• **WORK INSTRUCTION**
Print nothing but the lines below starting at the line that holds "like x=275 y=82." and ending at the line that holds "like x=611 y=199.", including both, each exactly as written.

Data entries:
# # #

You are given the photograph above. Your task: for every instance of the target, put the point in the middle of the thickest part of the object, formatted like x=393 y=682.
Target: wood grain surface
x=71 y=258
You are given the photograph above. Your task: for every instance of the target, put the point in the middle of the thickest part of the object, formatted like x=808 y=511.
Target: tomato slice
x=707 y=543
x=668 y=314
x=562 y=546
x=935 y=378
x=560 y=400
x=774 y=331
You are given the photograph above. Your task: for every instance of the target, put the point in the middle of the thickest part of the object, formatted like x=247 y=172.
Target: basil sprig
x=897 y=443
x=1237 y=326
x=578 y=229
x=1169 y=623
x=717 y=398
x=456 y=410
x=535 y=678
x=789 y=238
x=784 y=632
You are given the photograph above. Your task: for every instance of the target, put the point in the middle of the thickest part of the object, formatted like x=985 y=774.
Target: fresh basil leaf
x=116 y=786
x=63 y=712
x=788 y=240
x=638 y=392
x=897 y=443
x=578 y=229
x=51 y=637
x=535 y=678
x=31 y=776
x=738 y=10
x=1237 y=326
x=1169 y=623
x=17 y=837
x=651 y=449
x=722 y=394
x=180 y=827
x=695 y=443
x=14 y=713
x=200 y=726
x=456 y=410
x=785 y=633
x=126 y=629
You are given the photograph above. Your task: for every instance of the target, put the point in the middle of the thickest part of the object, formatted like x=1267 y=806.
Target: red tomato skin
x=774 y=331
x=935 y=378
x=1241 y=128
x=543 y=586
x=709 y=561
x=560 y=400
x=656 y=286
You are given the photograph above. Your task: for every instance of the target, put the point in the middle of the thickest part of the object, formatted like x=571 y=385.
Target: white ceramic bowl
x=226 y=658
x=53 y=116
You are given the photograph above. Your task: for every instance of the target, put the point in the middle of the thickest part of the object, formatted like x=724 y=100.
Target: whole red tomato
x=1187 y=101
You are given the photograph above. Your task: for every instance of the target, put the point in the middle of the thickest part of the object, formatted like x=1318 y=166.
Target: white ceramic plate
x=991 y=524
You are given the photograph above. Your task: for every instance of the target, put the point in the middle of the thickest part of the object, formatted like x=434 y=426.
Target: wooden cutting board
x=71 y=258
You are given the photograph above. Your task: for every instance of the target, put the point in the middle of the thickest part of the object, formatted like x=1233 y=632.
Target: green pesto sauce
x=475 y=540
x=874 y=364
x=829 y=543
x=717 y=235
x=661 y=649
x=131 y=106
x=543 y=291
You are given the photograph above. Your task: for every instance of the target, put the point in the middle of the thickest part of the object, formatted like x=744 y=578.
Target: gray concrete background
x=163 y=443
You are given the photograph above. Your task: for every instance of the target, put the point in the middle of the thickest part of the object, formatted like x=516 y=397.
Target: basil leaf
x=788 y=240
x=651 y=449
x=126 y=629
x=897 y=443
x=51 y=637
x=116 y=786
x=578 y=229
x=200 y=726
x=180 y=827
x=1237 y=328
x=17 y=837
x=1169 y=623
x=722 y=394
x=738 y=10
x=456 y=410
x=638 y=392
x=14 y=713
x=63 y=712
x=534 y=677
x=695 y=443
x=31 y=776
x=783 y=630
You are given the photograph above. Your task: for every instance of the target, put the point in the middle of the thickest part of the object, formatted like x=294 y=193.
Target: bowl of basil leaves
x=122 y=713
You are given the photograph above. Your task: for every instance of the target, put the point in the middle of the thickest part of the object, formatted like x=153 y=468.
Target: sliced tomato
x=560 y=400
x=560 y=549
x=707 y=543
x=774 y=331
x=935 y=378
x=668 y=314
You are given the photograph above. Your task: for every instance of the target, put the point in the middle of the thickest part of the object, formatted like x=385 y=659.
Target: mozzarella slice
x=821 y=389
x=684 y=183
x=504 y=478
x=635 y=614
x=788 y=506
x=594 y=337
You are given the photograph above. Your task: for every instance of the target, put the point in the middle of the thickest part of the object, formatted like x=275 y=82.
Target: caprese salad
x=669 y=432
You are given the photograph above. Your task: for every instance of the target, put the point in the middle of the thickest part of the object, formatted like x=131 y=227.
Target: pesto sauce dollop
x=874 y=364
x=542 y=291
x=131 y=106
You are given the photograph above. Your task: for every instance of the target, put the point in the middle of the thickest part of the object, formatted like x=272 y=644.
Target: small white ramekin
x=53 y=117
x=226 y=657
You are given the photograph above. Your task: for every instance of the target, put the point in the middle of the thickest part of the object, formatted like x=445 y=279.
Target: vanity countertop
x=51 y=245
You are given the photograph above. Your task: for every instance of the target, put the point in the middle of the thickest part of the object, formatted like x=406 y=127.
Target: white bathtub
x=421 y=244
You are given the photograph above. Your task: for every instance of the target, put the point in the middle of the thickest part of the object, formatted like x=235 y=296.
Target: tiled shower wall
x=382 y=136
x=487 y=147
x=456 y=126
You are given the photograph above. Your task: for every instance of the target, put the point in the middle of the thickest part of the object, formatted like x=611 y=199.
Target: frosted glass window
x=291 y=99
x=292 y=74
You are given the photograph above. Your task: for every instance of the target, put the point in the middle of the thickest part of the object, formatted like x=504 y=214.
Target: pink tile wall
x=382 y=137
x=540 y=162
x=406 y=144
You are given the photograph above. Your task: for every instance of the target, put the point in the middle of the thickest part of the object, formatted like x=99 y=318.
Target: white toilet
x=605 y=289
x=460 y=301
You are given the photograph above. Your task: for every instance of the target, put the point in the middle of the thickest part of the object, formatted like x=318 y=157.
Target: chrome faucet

# # #

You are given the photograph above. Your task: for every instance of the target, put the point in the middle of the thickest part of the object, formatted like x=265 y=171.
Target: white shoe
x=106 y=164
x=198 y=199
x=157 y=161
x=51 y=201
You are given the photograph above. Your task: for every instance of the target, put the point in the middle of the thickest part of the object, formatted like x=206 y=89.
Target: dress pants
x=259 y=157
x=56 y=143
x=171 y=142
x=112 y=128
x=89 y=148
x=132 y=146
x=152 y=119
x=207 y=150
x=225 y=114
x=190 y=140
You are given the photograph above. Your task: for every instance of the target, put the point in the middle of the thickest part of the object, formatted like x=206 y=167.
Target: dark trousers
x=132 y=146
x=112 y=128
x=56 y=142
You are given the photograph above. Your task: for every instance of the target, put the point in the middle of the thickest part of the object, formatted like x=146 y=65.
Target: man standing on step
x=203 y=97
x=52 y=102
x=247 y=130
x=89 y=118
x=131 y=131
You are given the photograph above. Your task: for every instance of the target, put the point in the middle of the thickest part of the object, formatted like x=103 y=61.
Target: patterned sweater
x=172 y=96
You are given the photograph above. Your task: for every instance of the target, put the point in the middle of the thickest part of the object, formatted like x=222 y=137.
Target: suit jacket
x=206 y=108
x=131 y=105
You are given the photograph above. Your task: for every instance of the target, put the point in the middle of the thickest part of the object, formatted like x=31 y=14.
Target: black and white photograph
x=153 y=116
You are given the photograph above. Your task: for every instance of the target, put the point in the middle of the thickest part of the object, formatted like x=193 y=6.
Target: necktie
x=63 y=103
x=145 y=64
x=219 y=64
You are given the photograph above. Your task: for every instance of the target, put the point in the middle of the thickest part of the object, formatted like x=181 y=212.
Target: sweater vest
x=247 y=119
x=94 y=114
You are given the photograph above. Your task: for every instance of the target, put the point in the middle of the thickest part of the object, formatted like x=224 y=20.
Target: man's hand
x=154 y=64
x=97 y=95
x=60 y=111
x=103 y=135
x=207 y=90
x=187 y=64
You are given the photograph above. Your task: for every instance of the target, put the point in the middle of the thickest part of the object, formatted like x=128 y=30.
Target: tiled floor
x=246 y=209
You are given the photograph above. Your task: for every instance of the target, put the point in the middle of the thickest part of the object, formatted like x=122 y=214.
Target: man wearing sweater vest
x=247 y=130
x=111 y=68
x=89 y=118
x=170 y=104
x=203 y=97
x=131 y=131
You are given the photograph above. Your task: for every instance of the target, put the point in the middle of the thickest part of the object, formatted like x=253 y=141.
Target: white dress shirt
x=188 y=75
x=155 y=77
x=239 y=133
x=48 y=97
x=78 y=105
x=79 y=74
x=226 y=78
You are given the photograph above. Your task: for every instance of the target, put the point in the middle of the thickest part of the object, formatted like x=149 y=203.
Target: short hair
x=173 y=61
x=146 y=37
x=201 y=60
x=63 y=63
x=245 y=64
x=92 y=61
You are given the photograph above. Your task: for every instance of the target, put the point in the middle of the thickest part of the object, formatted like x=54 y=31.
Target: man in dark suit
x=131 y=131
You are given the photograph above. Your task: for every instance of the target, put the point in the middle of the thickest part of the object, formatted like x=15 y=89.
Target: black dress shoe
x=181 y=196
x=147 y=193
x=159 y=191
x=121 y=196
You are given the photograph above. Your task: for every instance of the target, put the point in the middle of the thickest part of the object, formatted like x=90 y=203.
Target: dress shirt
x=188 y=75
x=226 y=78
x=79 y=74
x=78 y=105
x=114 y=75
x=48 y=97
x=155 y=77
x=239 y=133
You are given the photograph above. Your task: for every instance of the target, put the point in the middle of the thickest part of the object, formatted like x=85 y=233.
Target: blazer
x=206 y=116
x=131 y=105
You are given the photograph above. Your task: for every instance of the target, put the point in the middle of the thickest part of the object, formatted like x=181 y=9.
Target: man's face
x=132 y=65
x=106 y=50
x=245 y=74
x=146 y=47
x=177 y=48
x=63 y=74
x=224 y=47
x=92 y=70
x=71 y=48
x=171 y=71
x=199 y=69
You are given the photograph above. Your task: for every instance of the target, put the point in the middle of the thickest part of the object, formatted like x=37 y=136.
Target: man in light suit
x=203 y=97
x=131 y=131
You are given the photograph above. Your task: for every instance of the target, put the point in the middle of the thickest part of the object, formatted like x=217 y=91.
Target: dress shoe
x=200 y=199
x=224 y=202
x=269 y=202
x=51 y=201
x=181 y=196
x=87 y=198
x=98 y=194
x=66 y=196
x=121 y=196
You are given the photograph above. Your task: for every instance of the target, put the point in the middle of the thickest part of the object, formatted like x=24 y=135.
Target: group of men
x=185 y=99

# # #

• **SOLUTION**
You are given the photograph above. Your task: for every instance of the target, put the point in the middle of the thickest part of the object, formatted like x=275 y=82.
Target: caprese salad
x=669 y=432
You are given the photograph above. Your task: for every instance of the target, put the point in the middle of the thickest part of the object, formatted like x=131 y=227.
Target: pesto sauce dollop
x=874 y=364
x=542 y=291
x=131 y=106
You are given the photograph above. Your task: for every instance of the target, put the point in the middle of the thickest part of the object, formatted like x=272 y=644.
Target: small white ramekin
x=53 y=117
x=226 y=657
You are given the photograph above. Your task: for every instance of the target, put the point in the middle of the thickest part of the object, formatted like x=445 y=279.
Target: vanity countertop
x=51 y=245
You are given the photograph above. Your task: for every instance of the target, put the point in the middle of the thickest part of the object, formatted like x=406 y=127.
Target: white bathtub
x=421 y=244
You are given the photograph above. Your task: for every instance of the target, put the point in the middle of the thickest part of the object, formatted like x=235 y=296.
Target: tiled shower wall
x=382 y=136
x=487 y=147
x=456 y=126
You are given the photograph above. Your task: for every instance of the target, put the point in the middle of the thickest part of the object, formatted like x=611 y=199.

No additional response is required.